* Problem to solve
Reproduce everything in the listing below, from the line containing "like x=475 y=299." down to the line containing "x=341 y=351", with "utility box" changed to "junction box" and nothing else altered. Return only those lines.

* Extracted entries

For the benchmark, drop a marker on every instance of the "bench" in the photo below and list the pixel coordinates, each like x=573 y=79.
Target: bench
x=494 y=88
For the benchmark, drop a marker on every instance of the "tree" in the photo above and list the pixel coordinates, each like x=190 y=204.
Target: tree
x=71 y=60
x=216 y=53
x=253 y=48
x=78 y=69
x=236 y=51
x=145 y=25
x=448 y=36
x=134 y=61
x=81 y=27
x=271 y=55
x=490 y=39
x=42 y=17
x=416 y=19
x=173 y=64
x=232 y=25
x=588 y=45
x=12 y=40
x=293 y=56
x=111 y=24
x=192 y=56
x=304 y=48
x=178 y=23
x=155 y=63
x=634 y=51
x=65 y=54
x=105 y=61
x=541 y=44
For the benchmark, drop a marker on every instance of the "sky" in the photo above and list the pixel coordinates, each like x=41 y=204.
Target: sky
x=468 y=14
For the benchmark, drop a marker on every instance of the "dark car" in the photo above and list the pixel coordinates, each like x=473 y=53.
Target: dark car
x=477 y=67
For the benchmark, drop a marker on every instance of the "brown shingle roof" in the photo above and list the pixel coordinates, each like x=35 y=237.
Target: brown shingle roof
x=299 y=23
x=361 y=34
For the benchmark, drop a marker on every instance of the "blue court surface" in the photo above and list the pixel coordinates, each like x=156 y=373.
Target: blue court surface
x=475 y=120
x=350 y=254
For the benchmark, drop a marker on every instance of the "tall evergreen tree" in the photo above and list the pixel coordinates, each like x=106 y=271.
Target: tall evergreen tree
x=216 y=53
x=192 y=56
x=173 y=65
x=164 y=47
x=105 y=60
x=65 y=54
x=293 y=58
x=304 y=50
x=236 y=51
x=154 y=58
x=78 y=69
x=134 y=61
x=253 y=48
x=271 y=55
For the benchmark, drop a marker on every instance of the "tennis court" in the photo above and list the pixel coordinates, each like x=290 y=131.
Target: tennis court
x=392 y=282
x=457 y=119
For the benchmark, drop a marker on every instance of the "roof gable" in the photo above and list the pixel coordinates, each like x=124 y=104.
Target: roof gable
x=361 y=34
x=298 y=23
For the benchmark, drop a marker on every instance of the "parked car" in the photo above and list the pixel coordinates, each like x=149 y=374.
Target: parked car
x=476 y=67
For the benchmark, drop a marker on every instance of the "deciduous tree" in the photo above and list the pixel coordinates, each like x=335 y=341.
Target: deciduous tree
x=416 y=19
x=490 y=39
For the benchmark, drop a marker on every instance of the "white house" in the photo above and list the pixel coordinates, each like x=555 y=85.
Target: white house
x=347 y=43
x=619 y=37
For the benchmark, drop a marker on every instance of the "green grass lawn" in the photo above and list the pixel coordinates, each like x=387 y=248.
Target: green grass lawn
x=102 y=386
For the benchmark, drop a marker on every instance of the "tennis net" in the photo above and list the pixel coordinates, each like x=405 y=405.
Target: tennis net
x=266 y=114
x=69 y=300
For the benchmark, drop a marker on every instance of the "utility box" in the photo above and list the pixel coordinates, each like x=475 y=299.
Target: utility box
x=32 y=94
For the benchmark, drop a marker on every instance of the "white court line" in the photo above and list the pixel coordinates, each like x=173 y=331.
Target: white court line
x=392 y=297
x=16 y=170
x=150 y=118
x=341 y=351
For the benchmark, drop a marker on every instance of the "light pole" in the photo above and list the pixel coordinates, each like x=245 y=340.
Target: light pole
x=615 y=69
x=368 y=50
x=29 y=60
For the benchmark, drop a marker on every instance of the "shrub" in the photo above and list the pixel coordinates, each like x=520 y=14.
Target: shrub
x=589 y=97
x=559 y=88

* Solution to the problem
For the benchmark, drop a marker on every instance of the "junction box" in the photo above and list the pixel coordinates, each like x=475 y=299.
Target: junction box
x=32 y=94
For the benchmark, drop a marker on every instance of the "white court line" in the photo above and list the pixel coordinates, each like x=173 y=331.
Target: white court line
x=392 y=297
x=16 y=170
x=150 y=118
x=341 y=351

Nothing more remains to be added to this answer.